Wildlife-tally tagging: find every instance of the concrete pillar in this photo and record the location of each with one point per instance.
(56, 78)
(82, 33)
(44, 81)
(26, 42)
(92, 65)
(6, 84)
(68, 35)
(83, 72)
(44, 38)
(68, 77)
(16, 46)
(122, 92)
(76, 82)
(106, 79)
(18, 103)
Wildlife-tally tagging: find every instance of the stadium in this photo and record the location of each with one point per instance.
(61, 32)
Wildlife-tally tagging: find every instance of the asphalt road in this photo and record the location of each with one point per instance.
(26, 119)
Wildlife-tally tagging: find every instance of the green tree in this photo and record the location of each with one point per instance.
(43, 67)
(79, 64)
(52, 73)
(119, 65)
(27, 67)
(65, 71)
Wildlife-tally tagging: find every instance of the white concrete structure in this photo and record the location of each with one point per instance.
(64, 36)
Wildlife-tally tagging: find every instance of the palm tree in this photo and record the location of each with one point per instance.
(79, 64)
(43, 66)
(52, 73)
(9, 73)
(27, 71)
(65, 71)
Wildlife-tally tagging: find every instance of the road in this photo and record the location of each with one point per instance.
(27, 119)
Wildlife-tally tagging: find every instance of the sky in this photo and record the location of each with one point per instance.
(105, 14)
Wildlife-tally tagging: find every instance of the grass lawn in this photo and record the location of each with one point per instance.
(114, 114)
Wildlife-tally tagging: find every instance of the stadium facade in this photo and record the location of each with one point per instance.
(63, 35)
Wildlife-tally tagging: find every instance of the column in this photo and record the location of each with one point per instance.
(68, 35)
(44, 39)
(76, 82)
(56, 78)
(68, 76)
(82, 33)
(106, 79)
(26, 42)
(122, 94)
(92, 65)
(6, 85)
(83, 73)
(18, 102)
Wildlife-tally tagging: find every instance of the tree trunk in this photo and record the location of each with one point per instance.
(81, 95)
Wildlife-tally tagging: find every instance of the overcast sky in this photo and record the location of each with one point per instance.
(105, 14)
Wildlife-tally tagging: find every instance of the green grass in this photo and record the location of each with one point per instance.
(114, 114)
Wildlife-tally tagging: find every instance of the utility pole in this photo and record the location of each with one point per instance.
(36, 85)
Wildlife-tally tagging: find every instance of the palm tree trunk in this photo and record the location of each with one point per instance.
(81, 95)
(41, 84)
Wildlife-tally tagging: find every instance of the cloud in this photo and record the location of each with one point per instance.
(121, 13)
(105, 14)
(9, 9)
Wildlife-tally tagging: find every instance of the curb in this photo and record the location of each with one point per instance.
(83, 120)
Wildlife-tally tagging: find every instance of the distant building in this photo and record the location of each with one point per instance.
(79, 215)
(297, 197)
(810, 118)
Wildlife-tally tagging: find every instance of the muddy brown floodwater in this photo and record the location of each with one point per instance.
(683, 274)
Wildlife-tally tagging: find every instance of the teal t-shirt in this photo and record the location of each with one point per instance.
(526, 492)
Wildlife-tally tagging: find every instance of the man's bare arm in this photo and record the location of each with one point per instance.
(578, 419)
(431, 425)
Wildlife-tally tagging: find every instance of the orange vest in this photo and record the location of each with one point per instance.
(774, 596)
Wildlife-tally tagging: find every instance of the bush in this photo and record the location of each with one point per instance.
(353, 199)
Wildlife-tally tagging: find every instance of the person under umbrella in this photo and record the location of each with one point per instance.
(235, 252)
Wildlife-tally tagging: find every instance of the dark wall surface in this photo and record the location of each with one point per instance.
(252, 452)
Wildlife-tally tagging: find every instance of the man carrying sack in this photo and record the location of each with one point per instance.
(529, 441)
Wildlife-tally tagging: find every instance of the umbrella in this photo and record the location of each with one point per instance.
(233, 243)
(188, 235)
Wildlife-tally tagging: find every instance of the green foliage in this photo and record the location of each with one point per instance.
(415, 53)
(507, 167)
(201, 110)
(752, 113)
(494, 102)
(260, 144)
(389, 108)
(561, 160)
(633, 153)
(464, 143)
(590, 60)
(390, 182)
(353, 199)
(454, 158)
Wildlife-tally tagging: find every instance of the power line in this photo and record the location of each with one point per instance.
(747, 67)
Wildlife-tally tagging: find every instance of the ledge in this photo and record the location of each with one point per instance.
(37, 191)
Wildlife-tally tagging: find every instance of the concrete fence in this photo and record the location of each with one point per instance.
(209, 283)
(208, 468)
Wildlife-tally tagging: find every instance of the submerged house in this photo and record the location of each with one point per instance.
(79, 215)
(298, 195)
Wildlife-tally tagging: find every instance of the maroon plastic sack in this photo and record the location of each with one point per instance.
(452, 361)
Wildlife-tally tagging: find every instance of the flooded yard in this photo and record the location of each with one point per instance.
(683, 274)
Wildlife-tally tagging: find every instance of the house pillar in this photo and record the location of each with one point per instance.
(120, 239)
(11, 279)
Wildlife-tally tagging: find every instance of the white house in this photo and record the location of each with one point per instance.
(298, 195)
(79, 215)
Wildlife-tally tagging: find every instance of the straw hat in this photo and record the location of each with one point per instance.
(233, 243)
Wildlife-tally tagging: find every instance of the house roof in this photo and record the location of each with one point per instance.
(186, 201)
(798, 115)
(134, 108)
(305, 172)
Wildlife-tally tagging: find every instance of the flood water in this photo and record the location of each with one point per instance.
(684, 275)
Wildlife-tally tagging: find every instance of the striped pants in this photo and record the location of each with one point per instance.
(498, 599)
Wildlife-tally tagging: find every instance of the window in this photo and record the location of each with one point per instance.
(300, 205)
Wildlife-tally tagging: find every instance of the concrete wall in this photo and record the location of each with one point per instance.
****************************************
| TASK DESCRIPTION |
Print every line above verbatim, in the same order and with no changes.

| FULL OUTPUT |
Wildlife-tally tagging: find every instance of the concrete pillar in this photo and record the location of each with one point per instance.
(56, 78)
(82, 33)
(44, 81)
(26, 42)
(92, 65)
(6, 84)
(68, 35)
(83, 72)
(44, 38)
(68, 77)
(16, 46)
(122, 92)
(76, 82)
(106, 79)
(18, 103)
Wildlife-tally tagging: find every instance of the stadium in this photo and record the location of each with one point per instance.
(61, 32)
Wildlife-tally tagging: find every instance of the asphalt road in this photo and record the location of each with one point per instance.
(26, 119)
Wildlife-tally tagging: find every instance of the green tree in this photo and record the location of each with one point per instance.
(43, 67)
(79, 64)
(52, 73)
(119, 65)
(27, 67)
(65, 71)
Wildlife-tally tagging: find every instance of the white concrete structure in this photo and record the location of each with one point per instance.
(64, 36)
Wildlife-tally tagging: find every instance of the palm tree in this photo and record the location of each with one point per instance.
(79, 64)
(43, 66)
(52, 73)
(9, 73)
(27, 71)
(65, 71)
Wildlife-tally tagging: find every instance of the road in this photo and record the location of each with one point per instance.
(27, 119)
Wildlife-tally tagging: find every instance of the sky in this photo and record the location of each with one point per instance.
(105, 14)
Wildlife-tally tagging: find every instance of the grass lawn in this photo and record the location of each with one point per instance.
(114, 114)
Wildlife-tally tagging: find every instance of the stadium facade in this photo and record the location of each with one point per instance.
(63, 35)
Wildlife-tally tagging: find every instance of the column in this photo and record the location of each with one point per instance.
(68, 35)
(44, 39)
(76, 82)
(56, 78)
(68, 76)
(82, 33)
(106, 79)
(26, 42)
(122, 94)
(92, 65)
(6, 85)
(83, 73)
(18, 102)
Wildlife-tally tagging: find every instance of the tree trunk in this photo and record the location of each with one point per instance.
(81, 95)
Wildlife-tally tagging: find every instance of the overcast sky in this photo and record the location of each with one point per instance.
(105, 14)
Wildlife-tally tagging: find every instance of the green grass in this photo and record the location of each with one point per instance.
(114, 114)
Wildlife-tally tagging: find every instance of the utility pole in this photo and record the location of each with one point per instance.
(36, 85)
Wildlife-tally tagging: find every instance of the palm tree trunk in this photo and record the location of each with one point per instance.
(81, 95)
(41, 84)
Wildlife-tally tagging: find every instance of the cloud in this photo and record the location of each with one point per instance.
(121, 13)
(105, 14)
(9, 9)
Wildlife-tally tagging: find every instance of the curb in this photo and record the location of each with one point per instance.
(83, 120)
Wildlife-tally tagging: find every instance of the distant building in this photo and record the location of each with one point per instance.
(79, 215)
(297, 197)
(810, 118)
Wildlife-tally tagging: find every instance of the muddy brown floodwater in this photo and record the location of each with one point per instance.
(683, 274)
Wildlife-tally tagging: find every instance of the teal t-shirt in this photo and record the location of each with one point per instance.
(526, 492)
Wildlife-tally tagging: find every instance of the man's bare arm in this photo and record the location of each with one point per instance.
(578, 419)
(431, 425)
Wildlife-tally tagging: find every instance of the orange vest in this photo and record the location of each with one point per instance.
(774, 596)
Wildlife-tally tagging: find every instance of the bush in this photo and record the location of each with one point per instance.
(353, 199)
Wildlife-tally tagging: find every instance of the person under umbrella in this photo and record the location of each with one point per instance.
(235, 252)
Wildlife-tally tagging: find every instance of the dark wall surface in this photo and record the location of each with one point per instance.
(252, 452)
Wildlife-tally tagging: find every instance of the man carrying sack in this photo and record the location of each with one point per instance.
(529, 441)
Wildlife-tally tagging: find every instance of the umbrella in this photo and record the location of each with one point per instance.
(233, 243)
(188, 235)
Wildlife-tally tagging: find every instance of the green foliage in this photo and record the location of each with one point per instance.
(415, 53)
(507, 167)
(201, 110)
(752, 113)
(494, 102)
(260, 144)
(389, 108)
(561, 160)
(633, 153)
(464, 143)
(590, 60)
(390, 182)
(353, 199)
(454, 158)
Wildlife-tally tagging: find every instance of the power line in this photo and record the location of each with one point per instance.
(747, 67)
Wildlife-tally tagging: find every instance of the ledge in this photo and record the location of each with one point per instance.
(37, 191)
Wildlife-tally tagging: find every instance of the concrete fence in this photo and record the location of each with one point per instance.
(209, 283)
(208, 468)
Wildlife-tally tagging: find every instance of the submerged house in this photo and record the location of each with one point per instance.
(79, 215)
(298, 195)
Wildlife-tally tagging: find every instance of the maroon plastic sack in this photo and record the location of each with one point per instance.
(452, 361)
Wildlife-tally tagging: find every instance of the flooded yard in this photo and record the location of each with one point per instance.
(683, 274)
Wildlife-tally tagging: find every instance of the house pillar in this photo and record the location of each with one point per instance.
(120, 239)
(11, 279)
Wildlife-tally tagging: find every instance of the white house in this photo and record the location of each with one point per instance.
(298, 195)
(79, 215)
Wildlife-tally tagging: find every instance of the straw hat in this photo and record the location of each with one point per instance.
(233, 243)
Wildlife-tally tagging: find every instance of the house roof in this photo and record the location of each with one point per instance.
(186, 201)
(798, 115)
(134, 108)
(305, 172)
Wildlife-tally tagging: find every instance of the flood water in this photo and record the location of each with one point per instance.
(684, 275)
Wildlife-tally tagging: find every instance of the striped pants in this photo and record the location of each with one point per instance.
(498, 599)
Wildlife-tally tagging: find every instance of the window in this photo and record the location of each with one point per instance.
(300, 205)
Wildlife-tally tagging: find every instance of the concrete wall in this photo and record the location of each with one point per instance.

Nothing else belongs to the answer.